TASK BRIEF: Rescale the items from the line containing "Each instance of the clipboard" through the line containing "[[[172,253],[227,252],[224,201],[214,186],[205,182],[184,197]]]", and give only those lines again, requests included. Multiply every polygon coordinate in the answers by 0.7 and round each to a whole number, with halves rounded up.

INFORMATION SUPPLIED:
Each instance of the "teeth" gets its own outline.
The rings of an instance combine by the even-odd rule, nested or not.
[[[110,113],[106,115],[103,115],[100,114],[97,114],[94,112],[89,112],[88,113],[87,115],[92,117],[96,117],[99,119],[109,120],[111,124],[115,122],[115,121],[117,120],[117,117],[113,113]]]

--

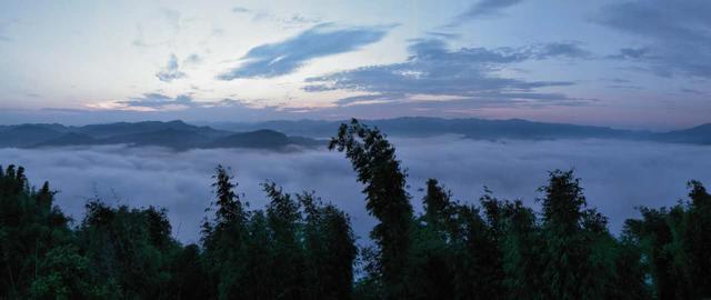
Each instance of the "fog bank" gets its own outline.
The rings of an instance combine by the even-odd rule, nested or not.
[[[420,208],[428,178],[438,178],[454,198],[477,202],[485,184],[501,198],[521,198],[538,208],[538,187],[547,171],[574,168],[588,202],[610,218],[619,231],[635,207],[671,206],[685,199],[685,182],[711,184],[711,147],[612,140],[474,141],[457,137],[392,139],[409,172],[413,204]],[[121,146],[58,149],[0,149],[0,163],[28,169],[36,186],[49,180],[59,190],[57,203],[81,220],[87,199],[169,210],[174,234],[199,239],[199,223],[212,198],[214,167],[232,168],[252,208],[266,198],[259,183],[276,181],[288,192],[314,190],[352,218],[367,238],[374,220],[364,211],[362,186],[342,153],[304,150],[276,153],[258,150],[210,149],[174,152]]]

==

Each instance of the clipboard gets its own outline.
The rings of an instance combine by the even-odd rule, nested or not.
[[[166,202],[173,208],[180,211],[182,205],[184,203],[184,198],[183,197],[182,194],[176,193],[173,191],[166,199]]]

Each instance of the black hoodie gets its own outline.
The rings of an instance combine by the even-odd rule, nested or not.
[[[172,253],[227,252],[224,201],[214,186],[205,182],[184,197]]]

WORKED ANSWER:
Each instance of the clipboard gets its own outline.
The rings of an instance combine by the even-odd rule, nested or not.
[[[116,141],[121,146],[126,148],[127,144],[129,142],[129,139],[128,138],[127,136],[123,135],[121,134],[116,139]]]

Each instance of the black hoodie gets its own outline.
The rings of an instance combine by the even-odd rule, nested or not.
[[[120,177],[159,176],[157,141],[150,130],[144,127],[129,138]]]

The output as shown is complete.